--- Goal of the exercise ---
Count the lines in the data below that contain the string "white", and give only that number.

○ ○ ○ ○ ○

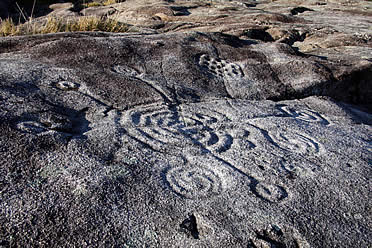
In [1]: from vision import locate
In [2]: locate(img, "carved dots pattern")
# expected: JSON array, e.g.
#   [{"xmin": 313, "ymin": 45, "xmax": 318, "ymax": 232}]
[{"xmin": 199, "ymin": 54, "xmax": 244, "ymax": 79}]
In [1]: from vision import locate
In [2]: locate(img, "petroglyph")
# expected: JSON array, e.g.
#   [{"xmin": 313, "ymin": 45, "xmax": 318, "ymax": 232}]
[
  {"xmin": 166, "ymin": 167, "xmax": 223, "ymax": 199},
  {"xmin": 122, "ymin": 102, "xmax": 233, "ymax": 153},
  {"xmin": 278, "ymin": 105, "xmax": 329, "ymax": 125},
  {"xmin": 199, "ymin": 54, "xmax": 244, "ymax": 80},
  {"xmin": 252, "ymin": 182, "xmax": 288, "ymax": 203},
  {"xmin": 56, "ymin": 81, "xmax": 80, "ymax": 91},
  {"xmin": 270, "ymin": 131, "xmax": 323, "ymax": 154},
  {"xmin": 112, "ymin": 65, "xmax": 140, "ymax": 77}
]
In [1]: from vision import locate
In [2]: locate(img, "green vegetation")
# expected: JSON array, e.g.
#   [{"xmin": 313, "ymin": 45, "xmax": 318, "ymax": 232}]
[{"xmin": 0, "ymin": 17, "xmax": 128, "ymax": 36}]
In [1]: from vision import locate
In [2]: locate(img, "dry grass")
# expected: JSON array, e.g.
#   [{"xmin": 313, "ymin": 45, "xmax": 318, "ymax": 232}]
[
  {"xmin": 0, "ymin": 17, "xmax": 128, "ymax": 36},
  {"xmin": 82, "ymin": 0, "xmax": 123, "ymax": 8},
  {"xmin": 0, "ymin": 18, "xmax": 20, "ymax": 36}
]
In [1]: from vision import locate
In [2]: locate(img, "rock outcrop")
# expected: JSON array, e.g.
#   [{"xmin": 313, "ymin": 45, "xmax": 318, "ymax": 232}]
[{"xmin": 0, "ymin": 1, "xmax": 372, "ymax": 247}]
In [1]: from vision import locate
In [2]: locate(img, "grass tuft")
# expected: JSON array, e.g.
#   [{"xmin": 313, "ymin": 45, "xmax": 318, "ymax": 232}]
[
  {"xmin": 0, "ymin": 18, "xmax": 20, "ymax": 36},
  {"xmin": 0, "ymin": 16, "xmax": 128, "ymax": 36}
]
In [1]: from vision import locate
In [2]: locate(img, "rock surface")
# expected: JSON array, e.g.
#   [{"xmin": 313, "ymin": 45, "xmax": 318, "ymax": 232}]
[{"xmin": 0, "ymin": 1, "xmax": 372, "ymax": 247}]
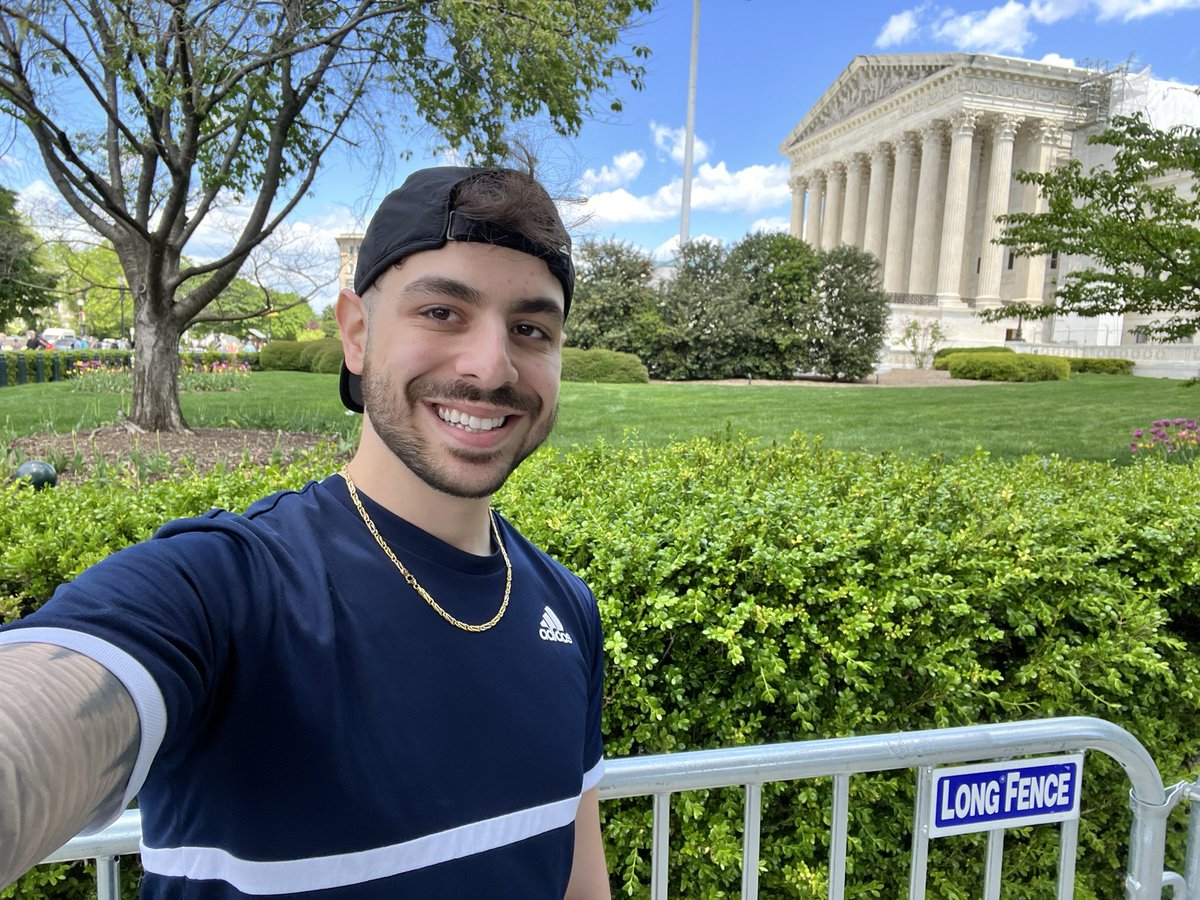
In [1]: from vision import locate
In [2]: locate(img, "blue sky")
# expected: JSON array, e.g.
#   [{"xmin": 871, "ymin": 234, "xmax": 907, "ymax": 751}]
[{"xmin": 7, "ymin": 0, "xmax": 1200, "ymax": 307}]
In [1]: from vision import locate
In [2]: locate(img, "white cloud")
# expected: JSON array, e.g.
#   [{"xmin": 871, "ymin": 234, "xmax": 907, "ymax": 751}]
[
  {"xmin": 1096, "ymin": 0, "xmax": 1200, "ymax": 22},
  {"xmin": 586, "ymin": 162, "xmax": 792, "ymax": 230},
  {"xmin": 691, "ymin": 162, "xmax": 792, "ymax": 212},
  {"xmin": 1038, "ymin": 53, "xmax": 1075, "ymax": 68},
  {"xmin": 934, "ymin": 0, "xmax": 1033, "ymax": 53},
  {"xmin": 582, "ymin": 150, "xmax": 646, "ymax": 193},
  {"xmin": 875, "ymin": 6, "xmax": 924, "ymax": 50},
  {"xmin": 875, "ymin": 0, "xmax": 1200, "ymax": 52},
  {"xmin": 1030, "ymin": 0, "xmax": 1091, "ymax": 25},
  {"xmin": 650, "ymin": 121, "xmax": 709, "ymax": 166}
]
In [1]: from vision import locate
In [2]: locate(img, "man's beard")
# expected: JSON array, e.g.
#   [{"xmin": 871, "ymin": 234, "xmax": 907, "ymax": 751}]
[{"xmin": 362, "ymin": 361, "xmax": 558, "ymax": 499}]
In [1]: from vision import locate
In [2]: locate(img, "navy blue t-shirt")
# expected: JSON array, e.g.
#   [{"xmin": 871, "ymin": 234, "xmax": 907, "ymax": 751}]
[{"xmin": 0, "ymin": 476, "xmax": 604, "ymax": 900}]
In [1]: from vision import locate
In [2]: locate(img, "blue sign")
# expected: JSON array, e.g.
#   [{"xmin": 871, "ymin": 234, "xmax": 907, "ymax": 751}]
[{"xmin": 929, "ymin": 754, "xmax": 1084, "ymax": 838}]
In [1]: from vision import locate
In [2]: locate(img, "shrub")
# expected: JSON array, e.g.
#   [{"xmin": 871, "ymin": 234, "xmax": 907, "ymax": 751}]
[
  {"xmin": 800, "ymin": 245, "xmax": 889, "ymax": 382},
  {"xmin": 563, "ymin": 347, "xmax": 650, "ymax": 384},
  {"xmin": 934, "ymin": 347, "xmax": 1016, "ymax": 372},
  {"xmin": 258, "ymin": 341, "xmax": 311, "ymax": 372},
  {"xmin": 9, "ymin": 436, "xmax": 1200, "ymax": 900},
  {"xmin": 312, "ymin": 341, "xmax": 346, "ymax": 374},
  {"xmin": 946, "ymin": 353, "xmax": 1070, "ymax": 382},
  {"xmin": 1068, "ymin": 356, "xmax": 1134, "ymax": 374},
  {"xmin": 498, "ymin": 438, "xmax": 1200, "ymax": 898}
]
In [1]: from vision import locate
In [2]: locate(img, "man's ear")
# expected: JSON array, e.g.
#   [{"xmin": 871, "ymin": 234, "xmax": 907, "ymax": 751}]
[{"xmin": 335, "ymin": 288, "xmax": 367, "ymax": 374}]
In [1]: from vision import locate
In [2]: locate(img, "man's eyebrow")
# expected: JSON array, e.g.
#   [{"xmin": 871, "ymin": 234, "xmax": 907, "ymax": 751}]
[
  {"xmin": 402, "ymin": 275, "xmax": 484, "ymax": 306},
  {"xmin": 512, "ymin": 296, "xmax": 566, "ymax": 326}
]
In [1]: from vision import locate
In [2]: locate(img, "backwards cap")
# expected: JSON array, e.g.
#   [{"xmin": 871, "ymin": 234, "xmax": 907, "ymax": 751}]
[{"xmin": 341, "ymin": 166, "xmax": 575, "ymax": 413}]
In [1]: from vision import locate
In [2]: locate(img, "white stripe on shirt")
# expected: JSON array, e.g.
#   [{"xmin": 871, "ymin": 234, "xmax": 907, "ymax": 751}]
[{"xmin": 142, "ymin": 782, "xmax": 604, "ymax": 895}]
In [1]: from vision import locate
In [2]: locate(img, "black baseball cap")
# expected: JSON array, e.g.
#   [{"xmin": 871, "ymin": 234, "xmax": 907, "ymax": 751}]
[{"xmin": 341, "ymin": 166, "xmax": 575, "ymax": 413}]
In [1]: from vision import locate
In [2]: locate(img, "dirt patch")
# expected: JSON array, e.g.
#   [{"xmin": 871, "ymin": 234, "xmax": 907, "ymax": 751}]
[{"xmin": 8, "ymin": 425, "xmax": 343, "ymax": 484}]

○ ○ ○ ○ ○

--- Written answer ---
2